***** 出典
住民投票で大阪都構想を否決するには「橋下フアン」に働きかけても無駄だ、大阪都構想に反対でありながら投票に行かない市民に大阪市解体・消滅の危機を訴え、圧倒的多数の「ノー」で大阪都構想を葬ろう、橋下維新の策略と手法を考える(その7)

 過日の大阪・豊中市での「大阪都構想を考える」講演会で面白い遣り取りがあった。質疑応答の時間に入って活発な討論となり、そのなかで「橋下フアン」のオバチャンやオジチャンをどう説得するかが議論の中心になった。もちろん若者の間にも多くの「橋下フアン」がいるとのことだが、講演会の参加者が中高年層に偏っていたこともあって、「若者をどう考えるか」と言った声は上がらなかった。初めから「取り付く島がない」と諦めているのだろう。

 橋下氏の支持層は大まかに言って、これまで3つのグループから構成されていると分析されてきた。第1グループは「怒れる若者たち」、第2グループは「ネオリベ新中間層」、第3グループは「大阪のオバチャン・オジチャンたち」である。それぞれがどの程度の比重を占めているかについては、目下適当なデータを持ち合わせていなので正確な数字は分からない。またその割合は時々の情勢に応じて(激しく)変化するので、調査データを時系列に分析しない限り軽々に判断することができない。

 とはいえ、たとえ「山勘」であっても凡そのことを言わなければ話にならないので、私なりの橋下支持層の推移に関する見立てを述べてみたい。まず橋下支持率が70%台と言った全盛期の頃はどうだったのか。この頃はマスメディアの影響(全面賛美)もあってか、特定階層やグループに支持層が集中していると言うよりは、全階層にわたって「橋下フアン」が分布しており、それが驚異的な支持率になって表われたと考えることができる。怒涛のような勢いで「橋下ブーム」「維新ブーム」が広がり、私のような批判グループは10%程度の少数集団の位置に追いやられていたのである。
**********
* **取り組む問題**
大阪都構想の文章のうち、「住民投票で大阪都構想を否決す」から「ない」と諦めているのだろう。」まで(終わりの語句も含む)を、一字も変えずにもう一度書いてください。 リストは、大阪都構想の文章とは別の資料です。
***** 記録
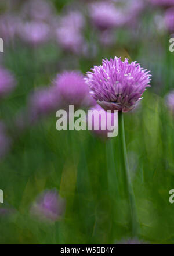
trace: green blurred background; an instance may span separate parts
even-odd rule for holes
[[[83,11],[85,1],[52,2],[61,15],[70,6]],[[16,2],[13,10],[18,11],[23,3]],[[8,8],[5,5],[1,13]],[[139,107],[124,115],[140,226],[137,238],[174,243],[174,205],[169,202],[169,191],[174,189],[174,122],[165,101],[173,87],[174,55],[169,51],[169,33],[158,30],[154,22],[155,15],[162,12],[146,8],[136,27],[113,32],[115,42],[109,47],[99,43],[96,30],[88,21],[84,35],[96,45],[94,56],[65,52],[53,41],[37,48],[17,38],[5,44],[1,62],[13,73],[17,84],[0,102],[1,119],[13,140],[0,162],[4,193],[0,209],[10,212],[0,215],[1,244],[107,244],[130,237],[119,135],[102,140],[87,131],[57,131],[55,112],[19,134],[13,121],[28,94],[37,87],[49,86],[57,73],[67,69],[85,73],[114,56],[137,60],[153,75],[152,86]],[[32,202],[42,191],[53,188],[66,201],[62,218],[53,223],[33,218]]]

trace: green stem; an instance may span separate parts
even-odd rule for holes
[[[125,129],[124,115],[119,112],[119,133],[121,141],[122,154],[124,158],[124,172],[125,175],[126,186],[129,194],[129,200],[131,216],[131,227],[132,236],[137,236],[139,233],[139,223],[137,221],[137,215],[136,212],[136,207],[134,192],[131,182],[130,170],[128,160],[127,151],[125,141]]]

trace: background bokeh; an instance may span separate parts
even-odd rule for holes
[[[119,136],[58,131],[56,112],[69,104],[59,90],[53,99],[50,93],[64,70],[85,74],[115,56],[153,75],[144,99],[124,114],[136,239],[174,243],[173,8],[167,0],[1,1],[1,244],[130,237]],[[81,108],[92,107],[89,101]]]

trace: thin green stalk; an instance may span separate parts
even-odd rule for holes
[[[119,112],[119,136],[121,141],[122,154],[124,158],[124,172],[125,175],[126,186],[129,194],[129,200],[130,204],[130,210],[131,215],[131,227],[132,236],[137,236],[139,233],[139,223],[137,221],[137,215],[134,192],[132,187],[130,170],[128,160],[127,151],[125,141],[125,129],[124,115],[122,112]]]

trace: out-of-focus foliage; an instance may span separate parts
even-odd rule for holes
[[[27,2],[6,0],[0,5],[0,20],[5,20],[5,15],[12,19],[6,18],[3,23],[9,23],[10,34],[9,26],[2,28],[1,22],[0,37],[4,38],[1,66],[16,80],[13,91],[0,98],[0,120],[5,126],[3,137],[9,137],[3,144],[0,137],[0,148],[8,150],[0,160],[0,189],[4,193],[4,204],[0,204],[0,243],[107,244],[130,236],[119,136],[103,140],[87,131],[58,131],[55,109],[37,116],[37,122],[28,115],[28,99],[33,92],[43,86],[50,88],[57,73],[65,70],[85,73],[103,59],[114,56],[137,60],[153,75],[152,86],[143,101],[125,114],[140,226],[137,238],[152,243],[174,243],[174,205],[169,202],[169,191],[174,189],[174,116],[165,98],[173,87],[174,55],[169,50],[172,36],[165,24],[165,9],[157,5],[150,8],[151,1],[145,1],[136,13],[132,1],[130,6],[135,5],[130,9],[135,16],[130,20],[100,30],[89,13],[93,1],[52,1],[48,19],[34,18],[35,12],[28,13],[30,17],[24,15]],[[125,8],[122,5],[126,1],[113,2],[115,8]],[[121,10],[125,15],[122,19],[127,18],[128,10]],[[79,22],[75,25],[74,16],[70,24],[67,19],[63,20],[75,11],[84,19],[82,27]],[[15,25],[17,17],[14,35],[11,24]],[[58,31],[61,40],[57,37],[60,26],[64,29]],[[61,217],[56,215],[53,222],[35,218],[31,208],[38,195],[53,189],[66,202]],[[39,204],[45,212],[46,202],[42,204],[42,200]],[[55,211],[52,205],[48,209]]]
**********
* **答え**
住民投票で大阪都構想を否決するには「橋下フアン」に働きかけても無駄だ、大阪都構想に反対でありながら投票に行かない市民に大阪市解体・消滅の危機を訴え、圧倒的多数の「ノー」で大阪都構想を葬ろう、橋下維新の策略と手法を考える(その7)

 過日の大阪・豊中市での「大阪都構想を考える」講演会で面白い遣り取りがあった。質疑応答の時間に入って活発な討論となり、そのなかで「橋下フアン」のオバチャンやオジチャンをどう説得するかが議論の中心になった。もちろん若者の間にも多くの「橋下フアン」がいるとのことだが、講演会の参加者が中高年層に偏っていたこともあって、「若者をどう考えるか」と言った声は上がらなかった。初めから「取り付く島がない」と諦めているのだろう。